[START INPUT ROWS]

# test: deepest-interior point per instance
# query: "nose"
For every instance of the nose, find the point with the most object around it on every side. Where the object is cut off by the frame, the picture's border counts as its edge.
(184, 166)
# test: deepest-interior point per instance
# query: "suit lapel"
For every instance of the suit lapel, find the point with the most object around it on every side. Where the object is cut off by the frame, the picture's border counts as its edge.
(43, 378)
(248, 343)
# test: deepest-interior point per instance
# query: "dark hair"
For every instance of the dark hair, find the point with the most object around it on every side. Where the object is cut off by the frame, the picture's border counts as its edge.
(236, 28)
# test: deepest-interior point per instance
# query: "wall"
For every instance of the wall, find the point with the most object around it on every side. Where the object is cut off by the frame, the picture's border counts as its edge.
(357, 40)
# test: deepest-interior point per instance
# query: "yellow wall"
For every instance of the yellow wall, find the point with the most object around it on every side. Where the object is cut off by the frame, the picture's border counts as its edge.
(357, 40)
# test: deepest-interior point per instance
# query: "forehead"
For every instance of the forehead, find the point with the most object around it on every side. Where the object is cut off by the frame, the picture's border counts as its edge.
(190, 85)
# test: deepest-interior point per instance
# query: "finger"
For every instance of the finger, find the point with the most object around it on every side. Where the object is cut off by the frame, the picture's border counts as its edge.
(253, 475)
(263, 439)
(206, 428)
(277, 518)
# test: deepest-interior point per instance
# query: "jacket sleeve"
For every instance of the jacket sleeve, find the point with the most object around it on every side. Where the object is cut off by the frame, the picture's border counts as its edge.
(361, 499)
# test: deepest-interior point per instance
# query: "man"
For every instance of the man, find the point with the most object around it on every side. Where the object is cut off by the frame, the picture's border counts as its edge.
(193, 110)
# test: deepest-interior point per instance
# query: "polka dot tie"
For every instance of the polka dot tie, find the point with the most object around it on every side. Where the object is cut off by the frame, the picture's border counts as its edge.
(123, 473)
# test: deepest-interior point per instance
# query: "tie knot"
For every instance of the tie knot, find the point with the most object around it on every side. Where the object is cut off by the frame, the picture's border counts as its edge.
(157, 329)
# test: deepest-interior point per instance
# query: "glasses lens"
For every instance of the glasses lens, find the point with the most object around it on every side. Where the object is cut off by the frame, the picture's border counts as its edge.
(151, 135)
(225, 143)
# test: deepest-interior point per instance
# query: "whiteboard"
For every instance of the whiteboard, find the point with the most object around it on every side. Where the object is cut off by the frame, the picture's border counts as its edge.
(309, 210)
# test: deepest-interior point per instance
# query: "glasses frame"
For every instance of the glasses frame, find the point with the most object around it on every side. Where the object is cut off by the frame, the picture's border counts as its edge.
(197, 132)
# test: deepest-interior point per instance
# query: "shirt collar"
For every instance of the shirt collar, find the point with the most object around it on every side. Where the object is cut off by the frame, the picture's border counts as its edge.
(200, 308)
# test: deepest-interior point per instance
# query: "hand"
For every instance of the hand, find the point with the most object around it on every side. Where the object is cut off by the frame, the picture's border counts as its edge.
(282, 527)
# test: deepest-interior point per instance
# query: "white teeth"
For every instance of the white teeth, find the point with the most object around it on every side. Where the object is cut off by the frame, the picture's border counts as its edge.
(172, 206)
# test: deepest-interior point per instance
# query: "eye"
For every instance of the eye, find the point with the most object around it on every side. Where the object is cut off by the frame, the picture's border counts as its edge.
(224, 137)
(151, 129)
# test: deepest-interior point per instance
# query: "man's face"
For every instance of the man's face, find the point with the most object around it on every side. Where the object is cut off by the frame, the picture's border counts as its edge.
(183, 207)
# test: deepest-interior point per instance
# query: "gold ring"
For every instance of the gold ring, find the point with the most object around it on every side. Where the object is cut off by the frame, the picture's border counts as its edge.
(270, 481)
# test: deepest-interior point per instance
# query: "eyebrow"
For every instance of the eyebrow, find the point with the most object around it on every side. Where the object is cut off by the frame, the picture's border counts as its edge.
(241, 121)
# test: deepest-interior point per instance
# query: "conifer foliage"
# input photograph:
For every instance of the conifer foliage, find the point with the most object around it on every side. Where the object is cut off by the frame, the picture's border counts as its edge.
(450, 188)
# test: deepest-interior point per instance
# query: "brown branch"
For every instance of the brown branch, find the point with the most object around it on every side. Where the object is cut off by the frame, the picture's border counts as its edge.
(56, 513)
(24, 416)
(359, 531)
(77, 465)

[END INPUT ROWS]

* **YOUR GOAL**:
Copy every line of the material, please, keeping it exactly the same.

* **THE SOLUTION**:
# test: deepest-interior point per instance
# query: "nose"
For every instance of the nose, find the point with the most object around it on every side. Where the object is cut off by the frame, the picture's border counts as its edge.
(184, 166)
# test: deepest-interior point per instance
# query: "suit lapel"
For every instance of the suit lapel, find the point with the most object around it on every side. Where the object is cut off by the frame, the picture's border counts as its edge.
(43, 378)
(248, 343)
# test: deepest-interior point per instance
# query: "dark hair"
For every instance of the dark hair, find the point with the most object around it on every side. Where the object is cut off by the frame, the picture's border counts as its edge.
(236, 28)
# test: deepest-interior point per instance
# query: "wall"
For every instance of the wall, find the point with the most object around it on every side. Where the object is cut off by the frame, the picture's border counts as its edge.
(357, 40)
# test: deepest-interior point per instance
# query: "yellow wall"
For every instance of the yellow wall, find the point with the most object around it on every side. Where the object is cut off by the frame, the picture's border counts as its edge.
(357, 40)
# test: deepest-interior point per instance
# query: "forehead"
For every instance of the forehead, find the point with the most object around it on every side. Where the object is cut off by the frame, the picture's border counts as its edge.
(190, 85)
# test: deepest-interior point per instance
# query: "finger"
For every instance of the finger, find the point with the most object around it on every side. Where the object is cut off by the frame, the picture's border counts as its edge.
(253, 475)
(263, 439)
(206, 428)
(277, 518)
# test: deepest-interior point per instance
# query: "jacket sleeve"
For every instance of the jacket sleeve, find the point with the most object around it on every side. Where the object is cut off by the frame, the picture's border counts as its edge.
(361, 499)
# test: deepest-interior point per instance
# query: "man"
For every instance of the man, find the point with the most object around it on every side. Where the object is cut off by the frame, the picture's border counts as its edge.
(193, 110)
# test: deepest-interior point per instance
# query: "polka dot tie"
For every instance of the polka dot tie, find the point with the most object around it on every side. Where the object is cut off by the frame, the picture's border counts as its edge.
(123, 473)
# test: deepest-interior point per instance
# query: "tie knot"
For every instance of the tie knot, find the point with the most object around it on every side. Where the object is cut off by the frame, the picture's border counts as its edge.
(157, 329)
# test: deepest-interior point per instance
# query: "glasses lens"
For every instance of the glasses lens, find the point with the most object around it on every side. Where the object is cut off by the frame, the picture's border counts as its edge.
(151, 135)
(225, 143)
# test: deepest-interior point per instance
# query: "whiteboard"
For every instance of the whiteboard, find the point with the most object around it on every side. Where the object is cut off by the frame, the picture's border counts as its edge.
(309, 210)
# test: deepest-interior point per instance
# query: "glasses frame"
For every instance of the glasses frame, find the point with the most object around it on every side. Where the object is cut off by the frame, the picture's border counts as its edge.
(197, 132)
# test: deepest-interior point per instance
# query: "shirt collar"
For every instance of the shirt collar, find the point with the most object around it on every side. Where the object is cut off by the frame, the picture's border counts as its edge.
(200, 308)
# test: deepest-interior point per instance
# query: "hand"
For every instance of the hand, find the point with the most object around it on every side. Where the object is cut off by the frame, the picture's border counts as its edge.
(282, 527)
# test: deepest-interior point per instance
# query: "white teeth"
For every instance of the white teeth, find the point with the most object around it on every side. Where the object is cut off by the frame, the picture's border counts as its edge.
(172, 206)
# test: deepest-interior point per instance
# query: "eye"
For every instance of the eye, find the point with the most object around it on every side. Where the object is cut off by the frame, the picture's border counts as its edge.
(224, 137)
(151, 129)
# test: deepest-interior point per instance
# query: "man's face"
For every instance of the man's face, find the point with the most object around it on every side. Where the object is cut off by the frame, the picture's border counts as its edge.
(183, 207)
# test: deepest-interior point per instance
# query: "gold ring"
For every instance of the gold ring, find the point with the most object around it on every side. Where the object is cut off by the frame, the picture's border counts as its edge.
(270, 481)
# test: deepest-interior point per instance
# query: "eyebrow"
For every instance of the eyebrow, find the point with the most object around it on every side. Where the object is cut off by the frame, the picture's border counts as its edge.
(241, 121)
# test: deepest-interior point per instance
# query: "conifer foliage"
# input photograph:
For every instance of the conifer foliage, find the point with the most object around it on every side. Where the object is cut off by the frame, the picture's border counts as its edge.
(450, 188)
# test: deepest-interior point per instance
# query: "brown branch"
For every instance of the brown branch, find the point with the most object around it on every side. Where the object is cut off by the frame, the picture's border counts as its edge.
(56, 513)
(24, 416)
(359, 531)
(77, 465)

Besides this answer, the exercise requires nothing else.